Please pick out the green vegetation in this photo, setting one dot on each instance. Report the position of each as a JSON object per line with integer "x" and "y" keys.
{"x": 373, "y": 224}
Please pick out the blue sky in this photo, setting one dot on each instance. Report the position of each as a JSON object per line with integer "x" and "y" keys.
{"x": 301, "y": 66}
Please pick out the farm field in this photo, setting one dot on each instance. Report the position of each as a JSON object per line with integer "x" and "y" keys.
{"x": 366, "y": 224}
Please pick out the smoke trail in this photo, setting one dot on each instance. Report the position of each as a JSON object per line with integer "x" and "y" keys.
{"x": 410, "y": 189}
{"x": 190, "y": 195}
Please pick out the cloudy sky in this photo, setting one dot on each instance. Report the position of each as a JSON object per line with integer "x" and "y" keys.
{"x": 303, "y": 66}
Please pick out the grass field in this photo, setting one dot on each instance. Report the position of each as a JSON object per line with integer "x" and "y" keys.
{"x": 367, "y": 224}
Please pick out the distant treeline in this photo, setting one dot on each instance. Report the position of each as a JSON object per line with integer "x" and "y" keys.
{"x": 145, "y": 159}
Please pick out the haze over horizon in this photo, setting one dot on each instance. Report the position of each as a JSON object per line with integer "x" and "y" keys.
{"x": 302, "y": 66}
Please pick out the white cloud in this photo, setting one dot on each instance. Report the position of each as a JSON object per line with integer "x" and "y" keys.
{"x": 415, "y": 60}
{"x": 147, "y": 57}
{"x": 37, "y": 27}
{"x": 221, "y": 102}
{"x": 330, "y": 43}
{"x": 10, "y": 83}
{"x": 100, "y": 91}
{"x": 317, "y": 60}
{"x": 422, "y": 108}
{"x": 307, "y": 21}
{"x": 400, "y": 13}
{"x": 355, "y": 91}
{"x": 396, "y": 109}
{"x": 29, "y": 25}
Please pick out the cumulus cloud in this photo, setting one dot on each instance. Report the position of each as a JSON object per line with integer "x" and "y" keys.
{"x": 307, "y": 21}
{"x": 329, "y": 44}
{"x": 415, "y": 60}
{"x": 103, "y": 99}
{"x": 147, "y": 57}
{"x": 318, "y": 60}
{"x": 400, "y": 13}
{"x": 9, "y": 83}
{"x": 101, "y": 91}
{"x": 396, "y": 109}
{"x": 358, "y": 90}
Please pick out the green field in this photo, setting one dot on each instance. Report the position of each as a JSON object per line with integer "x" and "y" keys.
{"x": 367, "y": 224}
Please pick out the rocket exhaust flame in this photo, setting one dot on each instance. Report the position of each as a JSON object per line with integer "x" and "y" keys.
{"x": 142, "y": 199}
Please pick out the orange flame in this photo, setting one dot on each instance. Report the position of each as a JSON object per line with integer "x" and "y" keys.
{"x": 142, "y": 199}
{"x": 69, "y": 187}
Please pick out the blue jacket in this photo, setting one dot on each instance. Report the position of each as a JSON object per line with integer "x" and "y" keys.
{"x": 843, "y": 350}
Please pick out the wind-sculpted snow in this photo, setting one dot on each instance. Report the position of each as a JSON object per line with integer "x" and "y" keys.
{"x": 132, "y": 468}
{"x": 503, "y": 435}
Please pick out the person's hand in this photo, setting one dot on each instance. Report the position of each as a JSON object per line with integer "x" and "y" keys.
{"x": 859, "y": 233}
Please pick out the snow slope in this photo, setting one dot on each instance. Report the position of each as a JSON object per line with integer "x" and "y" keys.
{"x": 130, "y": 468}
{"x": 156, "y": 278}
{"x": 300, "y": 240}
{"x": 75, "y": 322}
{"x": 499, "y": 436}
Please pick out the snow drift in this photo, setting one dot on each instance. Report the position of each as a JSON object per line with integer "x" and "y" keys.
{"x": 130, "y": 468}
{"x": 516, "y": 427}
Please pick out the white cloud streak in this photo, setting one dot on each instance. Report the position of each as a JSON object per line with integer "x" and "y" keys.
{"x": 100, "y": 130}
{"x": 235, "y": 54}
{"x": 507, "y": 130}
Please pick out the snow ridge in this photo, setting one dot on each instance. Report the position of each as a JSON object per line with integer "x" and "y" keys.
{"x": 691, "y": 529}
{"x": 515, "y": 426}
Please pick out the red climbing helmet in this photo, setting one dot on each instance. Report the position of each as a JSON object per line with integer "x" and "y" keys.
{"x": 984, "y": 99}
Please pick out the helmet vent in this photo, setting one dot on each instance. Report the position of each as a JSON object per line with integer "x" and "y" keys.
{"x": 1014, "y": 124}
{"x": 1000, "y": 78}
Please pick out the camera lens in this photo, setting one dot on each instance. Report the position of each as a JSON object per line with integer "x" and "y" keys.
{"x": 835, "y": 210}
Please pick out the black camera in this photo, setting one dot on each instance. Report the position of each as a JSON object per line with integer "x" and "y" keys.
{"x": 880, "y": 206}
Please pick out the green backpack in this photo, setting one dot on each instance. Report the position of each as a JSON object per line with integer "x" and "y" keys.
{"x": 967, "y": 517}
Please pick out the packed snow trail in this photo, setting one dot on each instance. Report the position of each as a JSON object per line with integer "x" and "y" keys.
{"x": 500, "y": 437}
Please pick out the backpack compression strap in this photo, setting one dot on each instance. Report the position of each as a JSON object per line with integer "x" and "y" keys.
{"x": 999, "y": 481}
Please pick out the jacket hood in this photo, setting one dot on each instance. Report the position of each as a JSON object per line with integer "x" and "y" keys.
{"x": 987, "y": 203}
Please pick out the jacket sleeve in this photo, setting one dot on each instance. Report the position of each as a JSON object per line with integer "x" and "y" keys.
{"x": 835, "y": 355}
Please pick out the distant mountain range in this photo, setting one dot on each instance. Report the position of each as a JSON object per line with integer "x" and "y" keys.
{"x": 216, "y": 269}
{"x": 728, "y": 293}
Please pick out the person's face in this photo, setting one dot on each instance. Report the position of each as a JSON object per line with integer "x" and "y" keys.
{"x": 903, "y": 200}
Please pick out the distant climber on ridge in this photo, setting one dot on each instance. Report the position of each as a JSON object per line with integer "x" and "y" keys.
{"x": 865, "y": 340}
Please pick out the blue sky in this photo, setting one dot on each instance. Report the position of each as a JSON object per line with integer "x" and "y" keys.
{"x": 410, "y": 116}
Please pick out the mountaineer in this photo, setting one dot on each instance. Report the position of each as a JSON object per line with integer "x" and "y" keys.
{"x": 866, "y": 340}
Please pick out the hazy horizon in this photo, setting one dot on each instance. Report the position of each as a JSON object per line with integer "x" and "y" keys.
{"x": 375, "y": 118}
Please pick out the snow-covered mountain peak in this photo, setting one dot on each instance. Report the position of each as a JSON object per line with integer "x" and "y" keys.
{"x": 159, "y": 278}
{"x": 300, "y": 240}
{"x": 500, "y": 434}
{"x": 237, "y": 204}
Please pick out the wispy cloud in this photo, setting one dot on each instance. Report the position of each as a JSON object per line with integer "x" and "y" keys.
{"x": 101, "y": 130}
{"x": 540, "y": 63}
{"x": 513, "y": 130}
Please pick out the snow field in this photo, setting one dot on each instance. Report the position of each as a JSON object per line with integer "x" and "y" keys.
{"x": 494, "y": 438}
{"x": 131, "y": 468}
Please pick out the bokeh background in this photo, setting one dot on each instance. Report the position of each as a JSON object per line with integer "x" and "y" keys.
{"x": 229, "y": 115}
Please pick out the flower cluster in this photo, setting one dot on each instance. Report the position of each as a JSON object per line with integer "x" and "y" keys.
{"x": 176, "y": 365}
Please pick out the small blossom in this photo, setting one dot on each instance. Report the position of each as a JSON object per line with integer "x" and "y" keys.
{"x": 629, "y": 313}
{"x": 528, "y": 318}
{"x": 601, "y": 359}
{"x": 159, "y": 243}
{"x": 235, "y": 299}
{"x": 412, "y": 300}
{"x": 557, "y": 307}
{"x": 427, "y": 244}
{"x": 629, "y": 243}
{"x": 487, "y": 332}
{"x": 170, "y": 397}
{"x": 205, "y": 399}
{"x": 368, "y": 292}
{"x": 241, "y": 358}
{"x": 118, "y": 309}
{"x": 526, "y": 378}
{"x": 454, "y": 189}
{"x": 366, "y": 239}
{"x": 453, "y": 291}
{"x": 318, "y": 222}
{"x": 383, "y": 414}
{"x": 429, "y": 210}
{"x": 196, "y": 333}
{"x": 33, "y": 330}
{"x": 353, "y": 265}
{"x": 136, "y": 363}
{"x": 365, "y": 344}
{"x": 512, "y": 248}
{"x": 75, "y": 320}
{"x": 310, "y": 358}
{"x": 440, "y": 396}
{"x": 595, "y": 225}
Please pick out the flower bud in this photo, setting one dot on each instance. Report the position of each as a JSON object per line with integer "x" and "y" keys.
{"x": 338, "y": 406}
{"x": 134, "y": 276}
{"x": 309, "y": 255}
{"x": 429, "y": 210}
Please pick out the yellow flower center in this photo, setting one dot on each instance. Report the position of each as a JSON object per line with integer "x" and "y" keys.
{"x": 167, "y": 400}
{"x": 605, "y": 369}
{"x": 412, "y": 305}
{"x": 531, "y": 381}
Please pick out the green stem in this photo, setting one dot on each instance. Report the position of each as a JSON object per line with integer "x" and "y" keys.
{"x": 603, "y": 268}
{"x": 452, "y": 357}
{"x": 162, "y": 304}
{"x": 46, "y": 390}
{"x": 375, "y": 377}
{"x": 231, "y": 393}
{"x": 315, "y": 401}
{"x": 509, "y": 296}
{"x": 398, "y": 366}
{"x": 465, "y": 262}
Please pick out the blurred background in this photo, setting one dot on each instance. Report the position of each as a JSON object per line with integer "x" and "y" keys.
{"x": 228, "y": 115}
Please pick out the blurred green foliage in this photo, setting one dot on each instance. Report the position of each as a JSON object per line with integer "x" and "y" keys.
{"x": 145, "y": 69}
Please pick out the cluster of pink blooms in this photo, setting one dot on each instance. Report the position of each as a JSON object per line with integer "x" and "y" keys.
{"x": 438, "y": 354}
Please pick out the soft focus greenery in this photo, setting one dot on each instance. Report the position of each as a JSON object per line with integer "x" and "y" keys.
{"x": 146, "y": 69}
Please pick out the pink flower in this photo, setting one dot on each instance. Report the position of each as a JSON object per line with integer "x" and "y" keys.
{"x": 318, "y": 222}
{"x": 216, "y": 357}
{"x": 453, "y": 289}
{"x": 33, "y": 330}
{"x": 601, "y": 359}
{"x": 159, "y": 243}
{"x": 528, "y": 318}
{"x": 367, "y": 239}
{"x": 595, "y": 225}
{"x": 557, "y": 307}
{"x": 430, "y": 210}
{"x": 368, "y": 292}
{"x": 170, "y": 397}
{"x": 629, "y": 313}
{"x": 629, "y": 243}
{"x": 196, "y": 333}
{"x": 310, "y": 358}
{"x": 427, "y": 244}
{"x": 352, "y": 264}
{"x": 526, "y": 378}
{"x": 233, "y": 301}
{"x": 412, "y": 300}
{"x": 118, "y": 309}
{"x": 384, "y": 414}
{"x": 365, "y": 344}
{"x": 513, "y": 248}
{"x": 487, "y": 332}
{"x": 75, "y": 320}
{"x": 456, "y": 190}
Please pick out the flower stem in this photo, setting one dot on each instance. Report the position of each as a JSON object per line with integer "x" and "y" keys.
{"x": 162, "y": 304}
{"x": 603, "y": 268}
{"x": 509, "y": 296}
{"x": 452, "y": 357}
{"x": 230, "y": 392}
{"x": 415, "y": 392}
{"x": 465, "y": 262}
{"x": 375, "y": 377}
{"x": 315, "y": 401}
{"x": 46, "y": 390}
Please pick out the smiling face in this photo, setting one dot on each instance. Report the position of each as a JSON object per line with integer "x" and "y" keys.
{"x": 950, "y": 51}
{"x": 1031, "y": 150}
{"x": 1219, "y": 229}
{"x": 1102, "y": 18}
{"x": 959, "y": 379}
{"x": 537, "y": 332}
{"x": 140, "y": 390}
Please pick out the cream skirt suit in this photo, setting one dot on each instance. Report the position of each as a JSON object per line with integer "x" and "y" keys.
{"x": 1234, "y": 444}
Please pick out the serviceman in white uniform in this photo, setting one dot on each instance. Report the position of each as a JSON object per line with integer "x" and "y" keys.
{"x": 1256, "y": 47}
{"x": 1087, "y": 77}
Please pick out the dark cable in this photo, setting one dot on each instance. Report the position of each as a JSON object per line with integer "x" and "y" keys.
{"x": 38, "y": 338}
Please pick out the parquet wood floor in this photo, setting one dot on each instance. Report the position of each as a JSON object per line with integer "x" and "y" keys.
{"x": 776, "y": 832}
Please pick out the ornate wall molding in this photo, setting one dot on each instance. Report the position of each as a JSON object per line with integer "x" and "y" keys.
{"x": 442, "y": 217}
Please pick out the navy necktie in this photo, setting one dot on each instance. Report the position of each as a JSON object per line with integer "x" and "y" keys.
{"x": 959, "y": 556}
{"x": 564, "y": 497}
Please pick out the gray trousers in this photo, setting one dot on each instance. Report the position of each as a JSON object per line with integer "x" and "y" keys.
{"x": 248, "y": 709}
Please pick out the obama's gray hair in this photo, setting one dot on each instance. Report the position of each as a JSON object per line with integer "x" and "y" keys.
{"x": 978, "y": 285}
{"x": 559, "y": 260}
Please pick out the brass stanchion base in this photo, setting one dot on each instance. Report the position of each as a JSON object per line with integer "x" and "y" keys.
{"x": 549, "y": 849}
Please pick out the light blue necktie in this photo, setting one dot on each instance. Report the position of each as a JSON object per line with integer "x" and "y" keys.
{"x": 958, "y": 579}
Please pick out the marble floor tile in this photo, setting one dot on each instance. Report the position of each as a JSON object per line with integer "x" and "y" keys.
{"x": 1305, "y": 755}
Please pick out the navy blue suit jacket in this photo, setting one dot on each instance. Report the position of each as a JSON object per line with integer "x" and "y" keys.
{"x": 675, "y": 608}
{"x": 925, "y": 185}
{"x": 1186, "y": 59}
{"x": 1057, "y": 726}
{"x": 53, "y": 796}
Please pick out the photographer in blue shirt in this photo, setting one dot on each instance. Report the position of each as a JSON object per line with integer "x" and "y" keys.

════════════════════

## Work to complete:
Set down nothing but the lines from the one with "Please pick out the gray" through the end of the records, keeping each line exactly as written and including both ends.

## Full solution:
Please pick out the gray trousers in this photo, setting one dot on each instance. Report the position of each as a JSON object per line with integer "x" and "y" keys.
{"x": 248, "y": 709}
Please pick out the obama's gray hair in this photo, setting one dot on each instance. Report the position of each as a JSON object per line with integer "x" and "y" keys.
{"x": 978, "y": 285}
{"x": 559, "y": 260}
Please pick out the brass stanchion base in this photo, setting one dot on each instance. Report the position of each as a JSON object per line with integer "x" and "y" keys.
{"x": 549, "y": 849}
Please pick out the light blue necktie in this photo, setting one dot on each instance. Report the position of each as a JSON object per line with integer "x" and "y" keys.
{"x": 958, "y": 579}
Please pick out the marble floor tile in this photo, setting one dot on each instance. Report the position of each as a JSON object per line with integer "x" and "y" keys.
{"x": 1305, "y": 755}
Please pick out the navy blue suit jacket in this photo, setting one dot on each instance. Report the position of each as a JSON object per line with integer "x" and "y" keys.
{"x": 675, "y": 608}
{"x": 925, "y": 185}
{"x": 1186, "y": 59}
{"x": 1057, "y": 726}
{"x": 53, "y": 796}
Please pick out the photographer in blue shirt in this photo, setting one dot on each instance. Report the position of each as a JSON object per line with integer "x" and "y" keys.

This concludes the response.